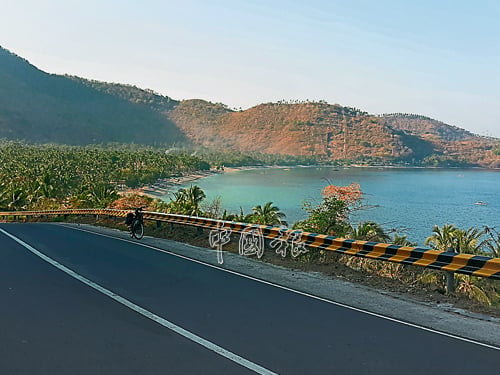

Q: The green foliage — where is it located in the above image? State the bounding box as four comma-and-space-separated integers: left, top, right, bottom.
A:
249, 202, 287, 226
293, 196, 349, 237
347, 221, 391, 242
0, 142, 209, 210
425, 224, 489, 255
168, 185, 206, 216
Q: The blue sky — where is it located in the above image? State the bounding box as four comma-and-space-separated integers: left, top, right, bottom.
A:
0, 0, 500, 137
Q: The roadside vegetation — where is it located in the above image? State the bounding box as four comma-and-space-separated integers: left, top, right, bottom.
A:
0, 142, 500, 307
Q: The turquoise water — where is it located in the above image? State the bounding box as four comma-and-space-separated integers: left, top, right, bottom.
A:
162, 167, 500, 245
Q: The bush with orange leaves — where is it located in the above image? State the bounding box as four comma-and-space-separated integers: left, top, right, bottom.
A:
110, 194, 153, 210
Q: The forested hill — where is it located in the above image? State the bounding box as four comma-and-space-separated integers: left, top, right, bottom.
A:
167, 100, 500, 168
0, 47, 186, 144
0, 48, 500, 168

○ ○ ○ ○ ○ ○ ○

Do this → Lay out each line of the records above as a numbered list, skipping blank lines and omitting the pictures.

Result below →
1. Q: The green foliage — where is it located in the above image? State the bounding box as four comma-and-space-separated integers: left, top, right, bottom.
2. A:
3. 249, 202, 287, 226
4. 293, 196, 349, 237
5. 347, 221, 391, 242
6. 0, 142, 209, 210
7. 425, 224, 489, 255
8. 168, 185, 206, 216
9. Q: The blue sky — where is it located in the above image? State the bounding box as four comma-and-space-separated integers: left, top, right, bottom.
10. A:
11. 0, 0, 500, 137
12. Q: The roadside vegetation — where is it located in the above image? State the bounding box as four comma-and-space-separated integers: left, top, right, bottom.
13. A:
14. 0, 142, 500, 307
15. Q: The turquoise water — where is it located in the above image? State the bounding box as four comma-and-space-separated integers: left, top, right, bottom.
16. A:
17. 162, 167, 500, 245
18. Q: The bush with orange leaves — where is it located in the above image? State the bounding box as four comma-and-space-separated integers: left, top, right, bottom.
19. A:
20. 110, 194, 153, 210
21. Q: The forested hill — where is it located in the above image? State the bounding box as four comma-and-space-separated integers: left, top, right, bottom.
22. A:
23. 167, 100, 500, 168
24. 0, 47, 186, 144
25. 0, 48, 500, 168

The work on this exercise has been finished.